*SOAL YANG DIBERIKAN*
Salinlah secara persis seluruh bagian dari penggalan teks tentang pidana kerja sosial, mulai dari "B. Perumusan Masalah" terus ke bawah hingga "pendek di Indonesia?".

*PENGGALAN TEKS*
○ ○ ○ ○ ○

B. Perumusan Masalah 1. Mengapa pidana kerja sosial diperlukan sebagai alternatif pidana penjara jangka pendek? 2. Apa saja langkah yang dapat mendukung model pidana kerja sosial yang ideal sebagai alternatif pidana penjara jangka pendek di Indonesia?
C. Tujuan Penelitian 1. Untuk mengetahui dan menganalisis pidana kerja sosial diperlukan sebagai alternatif pidana penjara jangka pendek. 2. Untuk mengetahui dan menganalisis langkah yang dapat mendukung model pidana kerja sosial yang ideal sebagai alternatif pidana penjara jangka pendek di Indonesia.
D. Manfaat Penelitian Hasil-hasil penelitian ini diharapkan dapat bermanfaat untuk: 1. Manfaat Teoritis Secara teoritis penelitian ini diharapkan dapat memperkaya khasanah ilmu pengetahuan khususnya bagi pengembangan teori ilmu hukum pidana serta menambah informasi atau gambaran kepada para penegak hukum, pengambil kebijakan pada tingkat legislatif, dalam pembaharuan hukum pidana, terutama terkait dengan Pidana Kerja Sosial sebagai alternatif pidana penjara pendek.
8
2. Manfaat Praktis Secara praktis penelitian ini diharapkan dapat menjadi kerangka acuan dan landasan bagi penelitian lanjutan. Memberikan sumbangan pemikiran bagi kalangan akademisi guna mengadakan pengkajian lebih lanjut dalam hukum pidana terutama dalam penyelesaian masalah-masalah yang berhubungan dengan Pidana Kerja Sosial.

○ ○ ○ ○ ○

*BAHAN YANG DIBERIKAN*
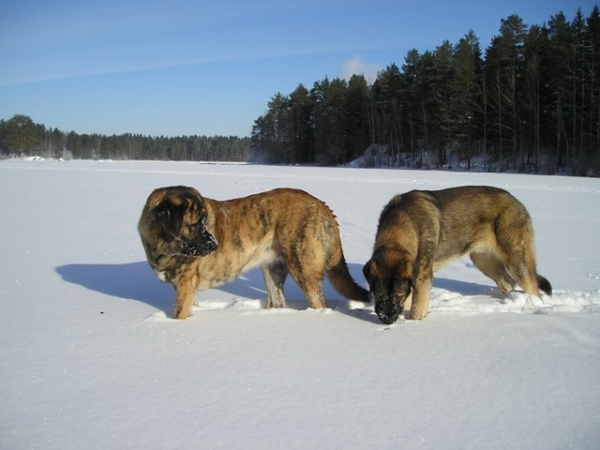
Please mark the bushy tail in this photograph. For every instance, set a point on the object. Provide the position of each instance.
(544, 285)
(342, 281)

○ ○ ○ ○ ○

*JAWABAN LATIHAN*
B. Perumusan Masalah 1. Mengapa pidana kerja sosial diperlukan sebagai alternatif pidana penjara jangka pendek? 2. Apa saja langkah yang dapat mendukung model pidana kerja sosial yang ideal sebagai alternatif pidana penjara jangka pendek di Indonesia?